BRIEF
Quote all entries in full, exactly.

= = =

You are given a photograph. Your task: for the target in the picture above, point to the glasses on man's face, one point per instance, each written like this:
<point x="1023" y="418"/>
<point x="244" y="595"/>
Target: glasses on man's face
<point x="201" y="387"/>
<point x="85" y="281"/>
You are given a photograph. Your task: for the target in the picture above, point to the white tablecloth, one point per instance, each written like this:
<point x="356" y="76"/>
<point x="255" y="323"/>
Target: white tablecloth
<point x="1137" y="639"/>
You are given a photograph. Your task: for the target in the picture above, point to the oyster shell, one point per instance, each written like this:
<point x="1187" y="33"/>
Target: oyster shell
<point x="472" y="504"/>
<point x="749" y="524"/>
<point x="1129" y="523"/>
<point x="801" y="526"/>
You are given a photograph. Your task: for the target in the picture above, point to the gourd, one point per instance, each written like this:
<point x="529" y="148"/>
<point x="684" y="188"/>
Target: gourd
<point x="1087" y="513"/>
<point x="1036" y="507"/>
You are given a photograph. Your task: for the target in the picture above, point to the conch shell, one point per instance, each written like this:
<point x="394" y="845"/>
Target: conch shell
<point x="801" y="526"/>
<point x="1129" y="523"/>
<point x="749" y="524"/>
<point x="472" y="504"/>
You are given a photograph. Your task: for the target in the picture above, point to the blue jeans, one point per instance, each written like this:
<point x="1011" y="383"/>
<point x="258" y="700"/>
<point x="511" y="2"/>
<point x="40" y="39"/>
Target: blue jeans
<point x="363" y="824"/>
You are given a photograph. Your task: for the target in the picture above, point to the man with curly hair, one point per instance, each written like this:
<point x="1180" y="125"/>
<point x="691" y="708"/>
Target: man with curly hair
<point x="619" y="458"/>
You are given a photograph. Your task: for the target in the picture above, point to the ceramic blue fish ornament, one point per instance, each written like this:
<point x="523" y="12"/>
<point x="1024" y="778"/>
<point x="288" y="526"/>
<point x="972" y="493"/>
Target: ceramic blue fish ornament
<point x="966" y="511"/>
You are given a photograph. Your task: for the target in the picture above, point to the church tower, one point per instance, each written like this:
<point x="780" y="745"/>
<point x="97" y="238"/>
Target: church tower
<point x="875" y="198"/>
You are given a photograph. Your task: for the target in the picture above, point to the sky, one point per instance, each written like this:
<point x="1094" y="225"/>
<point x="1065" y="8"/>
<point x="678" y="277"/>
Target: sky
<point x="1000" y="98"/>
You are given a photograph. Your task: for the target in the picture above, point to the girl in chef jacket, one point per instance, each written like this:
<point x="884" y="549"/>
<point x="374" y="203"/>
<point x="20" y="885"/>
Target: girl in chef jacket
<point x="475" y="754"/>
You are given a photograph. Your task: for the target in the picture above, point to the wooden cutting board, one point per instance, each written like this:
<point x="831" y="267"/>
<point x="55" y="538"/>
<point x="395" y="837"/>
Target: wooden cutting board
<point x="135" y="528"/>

= = =

TASK SOLUTION
You are given a photograph. Your task: for the target in the picture above, point to the glasses on man's face, one point per instance, each written like this:
<point x="1023" y="418"/>
<point x="244" y="595"/>
Target: glasses on man's face
<point x="201" y="387"/>
<point x="85" y="281"/>
You are given a photograph. Your task: for the target in the picture above, point to the white tablecloth, one point per instance, each written like this:
<point x="356" y="76"/>
<point x="255" y="323"/>
Target: white tablecloth
<point x="1137" y="639"/>
You are given a photograph. Your task: for the target in the picture above, point to the oyster shell, one point per instance, each written like this:
<point x="1187" y="33"/>
Target: oyster shell
<point x="472" y="504"/>
<point x="749" y="524"/>
<point x="1129" y="523"/>
<point x="801" y="526"/>
You are given a photograph. Your task: for the target in the picture above, point to the gourd, one point per instance, each written like this:
<point x="529" y="148"/>
<point x="684" y="188"/>
Target: gourd
<point x="1087" y="513"/>
<point x="1036" y="507"/>
You are given a photograph. Your task: for the target in the picture above, point to the conch shell, one point per instance, each written like this:
<point x="394" y="845"/>
Target: conch shell
<point x="801" y="526"/>
<point x="1129" y="523"/>
<point x="749" y="524"/>
<point x="472" y="504"/>
You are given a photograph. Your task: for the target in the picture above, point to the blue jeans, one point per instance, each written like this:
<point x="1011" y="383"/>
<point x="258" y="700"/>
<point x="511" y="2"/>
<point x="40" y="39"/>
Target: blue jeans
<point x="363" y="824"/>
You are given a photograph. Your task: for the target in the picture above, point to the man with curly hair, one point per instance, each written like this:
<point x="1180" y="125"/>
<point x="691" y="708"/>
Target: man with curly hair
<point x="619" y="458"/>
You are given a photograph. Your task: for the target in the picture above, point to the ceramic blue fish ornament, one point per instance, each written like this:
<point x="523" y="12"/>
<point x="1024" y="778"/>
<point x="288" y="526"/>
<point x="972" y="493"/>
Target: ceramic blue fish ornament
<point x="966" y="511"/>
You are given a photograph. Your task: for the target in the picture above, point to the church tower, one point per instance, each written like this:
<point x="780" y="745"/>
<point x="97" y="238"/>
Target: church tower
<point x="875" y="198"/>
You are given a photograph. Your task: for the target in the picture above, point to the sky, one point per instance, each written like this:
<point x="1094" y="225"/>
<point x="1065" y="8"/>
<point x="678" y="277"/>
Target: sky
<point x="1000" y="98"/>
You are given a photograph. Your task: for the target in the picture above, point to the girl in chef jacket, one point per instance, each written like this:
<point x="884" y="549"/>
<point x="374" y="203"/>
<point x="20" y="885"/>
Target: girl in chef jacket
<point x="475" y="754"/>
You are given a photograph. Your task: for the target in the picture above, point to the wooden cutting board, one point per instance, each written like this:
<point x="831" y="267"/>
<point x="55" y="538"/>
<point x="395" y="837"/>
Target: wooden cutting board
<point x="135" y="528"/>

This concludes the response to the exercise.